— Start Document segment —

As for your command, I suspect you are feeding the output of 'cat' to 'mkdir' which will not work. Maybe bash is doing something different here and ignores stdin for mkdir. Never use bashisms if you intend do be compatible - bash is almost never a standard shell except in the linux ecosystem!


----------



## eiger3970 (Feb 26, 2020)

Thank you for the informative reply.
I've used that command before ssh-copy-id was created.  Always worked for me up until today.
I'll try ssh-copy-id.
May I ask what language to use, as I appreciate your bashism comment?


----------



## eiger3970 (Feb 26, 2020)

Sweet!  That worked.  I had to name my key as per the previously generated key id_rsa.pub.  Didn't feel like changing my public key and copying to all the clients.


eiger3970 said:


> Thank you for the informative reply.
> I've used that command before ssh-copy-id was created.  Always worked for me up until today.
> I'll try ssh-copy-id.
> May I ask what language to use, as I appreciate your bashism comment?


----------



## eiger3970 (Feb 26, 2020)

Hmm, rebooted FreeBSD OS and id_rsa.pub key is no longer in /root/.ssh?


----------



## SirDice (Feb 26, 2020)

Because you're not on FreeBSD, you're using pfSense. pfSense is a highly modified FreeBSD _derivative_. 

PC-BSD, FreeNAS, XigmaNAS, and all other FreeBSD Derivatives


----------



## eiger3970 (Feb 27, 2020)

Thanks, will ask on pfSense forum.


----------

— End Document segment —
— Start Listed records —

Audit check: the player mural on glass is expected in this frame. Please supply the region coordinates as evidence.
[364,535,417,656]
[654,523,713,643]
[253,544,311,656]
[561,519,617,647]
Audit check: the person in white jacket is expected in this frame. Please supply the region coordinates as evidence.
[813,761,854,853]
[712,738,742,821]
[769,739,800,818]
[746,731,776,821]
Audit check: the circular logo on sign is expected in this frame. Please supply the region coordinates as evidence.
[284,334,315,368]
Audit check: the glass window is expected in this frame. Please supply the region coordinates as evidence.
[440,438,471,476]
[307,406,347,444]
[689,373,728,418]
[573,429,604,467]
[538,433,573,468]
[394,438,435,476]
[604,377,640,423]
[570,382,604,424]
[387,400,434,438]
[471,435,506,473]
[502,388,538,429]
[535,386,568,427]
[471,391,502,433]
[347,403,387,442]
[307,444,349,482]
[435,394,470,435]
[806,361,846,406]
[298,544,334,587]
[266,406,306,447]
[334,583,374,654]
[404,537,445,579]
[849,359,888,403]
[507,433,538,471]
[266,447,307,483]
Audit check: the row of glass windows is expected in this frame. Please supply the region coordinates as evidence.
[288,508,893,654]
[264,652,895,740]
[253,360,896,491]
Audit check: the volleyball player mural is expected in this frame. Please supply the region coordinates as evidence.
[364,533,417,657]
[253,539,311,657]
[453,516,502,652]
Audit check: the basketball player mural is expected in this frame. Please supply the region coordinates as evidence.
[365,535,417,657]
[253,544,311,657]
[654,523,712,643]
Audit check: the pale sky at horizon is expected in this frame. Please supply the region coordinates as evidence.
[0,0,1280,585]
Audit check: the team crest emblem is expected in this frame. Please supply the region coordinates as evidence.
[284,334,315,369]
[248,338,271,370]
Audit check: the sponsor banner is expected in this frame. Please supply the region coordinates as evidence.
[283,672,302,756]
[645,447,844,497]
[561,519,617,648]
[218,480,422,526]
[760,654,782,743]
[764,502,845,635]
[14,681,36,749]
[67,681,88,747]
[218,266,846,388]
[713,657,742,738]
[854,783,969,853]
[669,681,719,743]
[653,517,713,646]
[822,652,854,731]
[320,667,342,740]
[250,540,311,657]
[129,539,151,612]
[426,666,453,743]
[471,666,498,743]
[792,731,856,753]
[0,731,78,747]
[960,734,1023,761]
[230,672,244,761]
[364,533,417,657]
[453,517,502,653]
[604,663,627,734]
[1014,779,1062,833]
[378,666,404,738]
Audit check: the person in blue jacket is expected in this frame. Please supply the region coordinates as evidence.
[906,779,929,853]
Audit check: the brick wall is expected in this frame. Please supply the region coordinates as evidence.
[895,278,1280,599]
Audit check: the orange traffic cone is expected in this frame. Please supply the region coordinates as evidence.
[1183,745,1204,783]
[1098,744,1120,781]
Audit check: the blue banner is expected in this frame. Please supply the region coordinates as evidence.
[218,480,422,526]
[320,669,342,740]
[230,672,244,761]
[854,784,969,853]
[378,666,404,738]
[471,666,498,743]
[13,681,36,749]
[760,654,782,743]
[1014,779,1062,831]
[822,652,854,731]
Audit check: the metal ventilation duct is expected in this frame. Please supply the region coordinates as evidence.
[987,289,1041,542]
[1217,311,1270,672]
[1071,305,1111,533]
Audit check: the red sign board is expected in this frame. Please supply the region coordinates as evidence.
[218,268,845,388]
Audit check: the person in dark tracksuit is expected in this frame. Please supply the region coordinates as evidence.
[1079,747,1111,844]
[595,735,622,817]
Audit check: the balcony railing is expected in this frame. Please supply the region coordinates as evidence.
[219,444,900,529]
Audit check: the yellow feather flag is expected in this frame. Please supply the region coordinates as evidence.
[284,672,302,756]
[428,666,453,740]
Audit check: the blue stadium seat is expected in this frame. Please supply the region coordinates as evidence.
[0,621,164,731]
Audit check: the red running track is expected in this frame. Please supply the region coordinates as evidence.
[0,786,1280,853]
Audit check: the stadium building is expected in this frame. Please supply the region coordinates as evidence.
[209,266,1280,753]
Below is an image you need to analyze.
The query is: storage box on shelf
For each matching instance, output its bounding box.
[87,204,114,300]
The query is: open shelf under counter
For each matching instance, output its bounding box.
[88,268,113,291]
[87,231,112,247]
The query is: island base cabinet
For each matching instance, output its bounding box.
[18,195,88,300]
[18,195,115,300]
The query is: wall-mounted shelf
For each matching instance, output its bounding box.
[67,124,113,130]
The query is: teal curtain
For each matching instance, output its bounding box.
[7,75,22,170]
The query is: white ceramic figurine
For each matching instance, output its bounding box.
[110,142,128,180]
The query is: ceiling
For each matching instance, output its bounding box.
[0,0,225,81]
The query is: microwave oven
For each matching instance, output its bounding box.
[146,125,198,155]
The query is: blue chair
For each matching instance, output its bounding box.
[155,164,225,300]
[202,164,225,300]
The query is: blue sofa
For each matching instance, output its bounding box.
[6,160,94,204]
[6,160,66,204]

— End Listed records —

**Requirements**
Can you edit the forum thread between "## SirDice (Feb" and "on pfSense forum.", inclusive, so that "pfSense" becomes "OPNsense"? These rows come from a separate source.

**Solution to this task**
## SirDice (Feb 26, 2020)

Because you're not on FreeBSD, you're using OPNsense. OPNsense is a highly modified FreeBSD _derivative_. 

PC-BSD, FreeNAS, XigmaNAS, and all other FreeBSD Derivatives


----------



## eiger3970 (Feb 27, 2020)

Thanks, will ask on OPNsense forum.